Which lines below include the string "yellow"? Please show each one.
─── Records
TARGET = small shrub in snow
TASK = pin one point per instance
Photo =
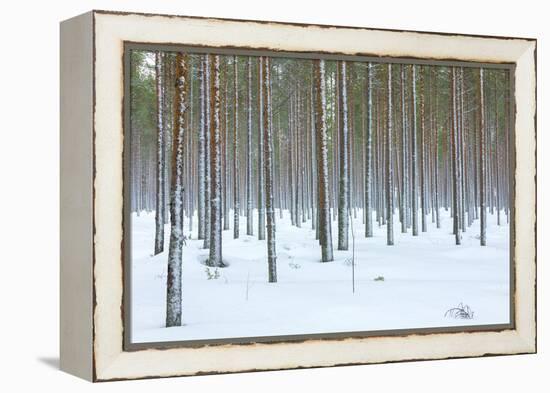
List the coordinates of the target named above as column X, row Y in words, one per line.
column 462, row 311
column 212, row 274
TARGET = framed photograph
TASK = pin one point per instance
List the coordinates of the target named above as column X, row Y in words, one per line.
column 246, row 195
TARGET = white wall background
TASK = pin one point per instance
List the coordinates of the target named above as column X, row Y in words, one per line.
column 29, row 239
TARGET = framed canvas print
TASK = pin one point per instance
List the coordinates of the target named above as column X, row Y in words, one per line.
column 246, row 195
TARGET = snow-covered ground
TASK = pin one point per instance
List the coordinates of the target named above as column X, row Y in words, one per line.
column 424, row 276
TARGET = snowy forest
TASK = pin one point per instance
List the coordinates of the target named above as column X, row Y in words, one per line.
column 279, row 195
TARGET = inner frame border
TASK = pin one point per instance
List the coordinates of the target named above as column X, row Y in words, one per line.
column 126, row 308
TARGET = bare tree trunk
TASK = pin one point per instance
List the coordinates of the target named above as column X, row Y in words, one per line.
column 261, row 210
column 173, row 285
column 215, row 257
column 482, row 153
column 325, row 229
column 236, row 190
column 202, row 149
column 404, row 174
column 343, row 198
column 268, row 169
column 160, row 177
column 368, row 155
column 414, row 150
column 249, row 212
column 389, row 167
column 455, row 163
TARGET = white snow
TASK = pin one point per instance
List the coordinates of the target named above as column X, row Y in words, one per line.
column 424, row 276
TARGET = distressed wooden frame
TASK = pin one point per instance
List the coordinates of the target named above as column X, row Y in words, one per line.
column 92, row 246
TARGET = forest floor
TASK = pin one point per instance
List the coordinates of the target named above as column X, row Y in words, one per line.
column 423, row 277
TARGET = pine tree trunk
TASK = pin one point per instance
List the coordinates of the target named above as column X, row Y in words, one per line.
column 268, row 168
column 160, row 176
column 202, row 150
column 343, row 198
column 215, row 257
column 455, row 163
column 249, row 211
column 325, row 229
column 236, row 190
column 207, row 155
column 261, row 210
column 173, row 285
column 414, row 166
column 389, row 166
column 482, row 154
column 368, row 155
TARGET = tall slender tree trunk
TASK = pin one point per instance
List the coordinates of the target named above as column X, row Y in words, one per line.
column 414, row 164
column 404, row 174
column 236, row 173
column 268, row 169
column 368, row 155
column 343, row 198
column 207, row 154
column 160, row 176
column 389, row 166
column 482, row 162
column 455, row 163
column 173, row 285
column 215, row 257
column 202, row 150
column 261, row 209
column 325, row 229
column 249, row 211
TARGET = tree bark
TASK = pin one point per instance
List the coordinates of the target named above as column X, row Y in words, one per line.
column 173, row 285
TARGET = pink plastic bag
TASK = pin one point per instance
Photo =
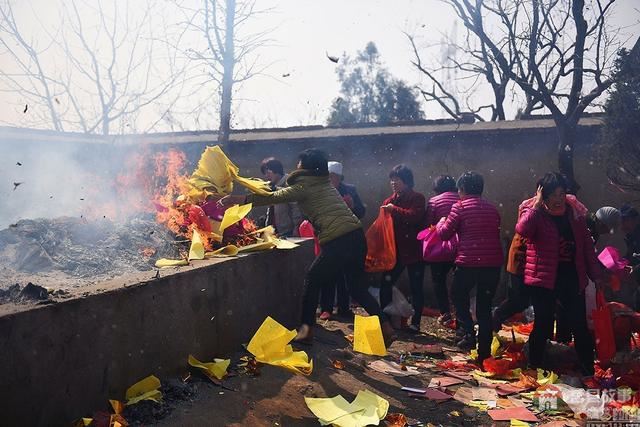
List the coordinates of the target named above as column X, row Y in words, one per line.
column 611, row 259
column 434, row 249
column 306, row 230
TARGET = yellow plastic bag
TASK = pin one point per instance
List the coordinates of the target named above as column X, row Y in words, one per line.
column 270, row 345
column 164, row 262
column 367, row 336
column 196, row 251
column 146, row 389
column 217, row 368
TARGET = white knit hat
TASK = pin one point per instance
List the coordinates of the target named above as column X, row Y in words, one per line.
column 335, row 167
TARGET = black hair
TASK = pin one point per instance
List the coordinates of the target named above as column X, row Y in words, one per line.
column 272, row 164
column 404, row 173
column 628, row 211
column 314, row 159
column 471, row 183
column 550, row 182
column 443, row 184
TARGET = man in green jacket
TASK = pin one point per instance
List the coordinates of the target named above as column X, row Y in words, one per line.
column 340, row 233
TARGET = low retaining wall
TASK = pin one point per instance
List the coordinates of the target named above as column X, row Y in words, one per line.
column 62, row 361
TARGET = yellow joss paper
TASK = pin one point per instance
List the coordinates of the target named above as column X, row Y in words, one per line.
column 164, row 262
column 546, row 377
column 234, row 214
column 367, row 336
column 366, row 409
column 217, row 368
column 196, row 251
column 260, row 246
column 229, row 250
column 146, row 389
column 270, row 345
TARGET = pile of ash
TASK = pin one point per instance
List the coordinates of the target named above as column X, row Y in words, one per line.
column 81, row 249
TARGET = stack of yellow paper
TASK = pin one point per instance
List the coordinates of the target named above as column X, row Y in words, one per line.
column 366, row 409
column 270, row 345
column 217, row 368
column 367, row 336
column 215, row 175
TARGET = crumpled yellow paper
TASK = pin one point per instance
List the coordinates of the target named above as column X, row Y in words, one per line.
column 229, row 250
column 196, row 251
column 164, row 262
column 546, row 377
column 367, row 336
column 215, row 174
column 217, row 368
column 146, row 389
column 270, row 345
column 234, row 214
column 366, row 409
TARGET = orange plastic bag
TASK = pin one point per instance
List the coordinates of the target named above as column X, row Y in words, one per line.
column 381, row 244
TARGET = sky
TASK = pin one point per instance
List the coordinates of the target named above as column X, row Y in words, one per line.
column 302, row 33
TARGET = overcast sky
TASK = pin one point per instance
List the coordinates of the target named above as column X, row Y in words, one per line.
column 303, row 31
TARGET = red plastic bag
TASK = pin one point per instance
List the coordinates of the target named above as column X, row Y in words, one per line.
column 603, row 329
column 381, row 245
column 306, row 230
column 436, row 250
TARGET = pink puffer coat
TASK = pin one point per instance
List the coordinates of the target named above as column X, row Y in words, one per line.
column 543, row 248
column 477, row 223
column 439, row 206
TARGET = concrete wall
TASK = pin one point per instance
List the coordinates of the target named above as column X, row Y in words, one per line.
column 63, row 361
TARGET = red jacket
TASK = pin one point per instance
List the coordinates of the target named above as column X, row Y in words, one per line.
column 408, row 221
column 543, row 248
column 439, row 206
column 477, row 223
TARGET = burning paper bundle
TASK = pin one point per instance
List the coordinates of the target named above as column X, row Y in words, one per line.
column 190, row 208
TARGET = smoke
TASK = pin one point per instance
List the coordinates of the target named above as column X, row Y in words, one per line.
column 94, row 181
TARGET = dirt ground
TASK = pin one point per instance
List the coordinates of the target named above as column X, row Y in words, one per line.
column 276, row 396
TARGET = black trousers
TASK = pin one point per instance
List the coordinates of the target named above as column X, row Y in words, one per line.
column 342, row 256
column 518, row 299
column 572, row 303
column 416, row 280
column 439, row 271
column 328, row 296
column 485, row 280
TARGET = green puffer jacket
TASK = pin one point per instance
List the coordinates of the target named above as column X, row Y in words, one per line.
column 318, row 201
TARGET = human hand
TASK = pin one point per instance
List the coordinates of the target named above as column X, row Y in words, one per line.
column 231, row 200
column 388, row 207
column 538, row 202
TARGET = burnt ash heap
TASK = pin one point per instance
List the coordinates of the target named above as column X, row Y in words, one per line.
column 86, row 248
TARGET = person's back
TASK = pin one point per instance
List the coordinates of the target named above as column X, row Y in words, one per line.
column 478, row 228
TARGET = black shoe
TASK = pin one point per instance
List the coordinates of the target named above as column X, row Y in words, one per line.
column 468, row 342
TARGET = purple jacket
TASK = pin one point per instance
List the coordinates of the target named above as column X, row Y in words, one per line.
column 439, row 206
column 543, row 248
column 477, row 223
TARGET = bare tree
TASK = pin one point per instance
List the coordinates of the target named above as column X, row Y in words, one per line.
column 558, row 52
column 98, row 70
column 230, row 53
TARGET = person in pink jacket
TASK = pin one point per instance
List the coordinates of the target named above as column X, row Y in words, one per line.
column 559, row 257
column 439, row 207
column 478, row 261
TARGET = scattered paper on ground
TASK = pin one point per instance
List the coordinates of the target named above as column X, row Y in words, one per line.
column 393, row 368
column 146, row 389
column 164, row 262
column 367, row 336
column 366, row 409
column 270, row 345
column 217, row 368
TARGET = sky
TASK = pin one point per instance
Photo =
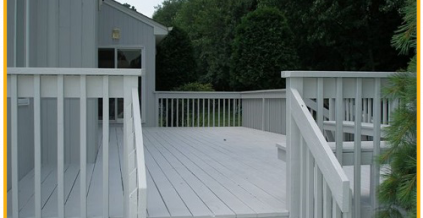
──────
◆ Expected answer
TARGET = yellow plastic bag
TARGET = yellow joss paper
TARGET = stack of yellow paper
TARGET = crumpled yellow paper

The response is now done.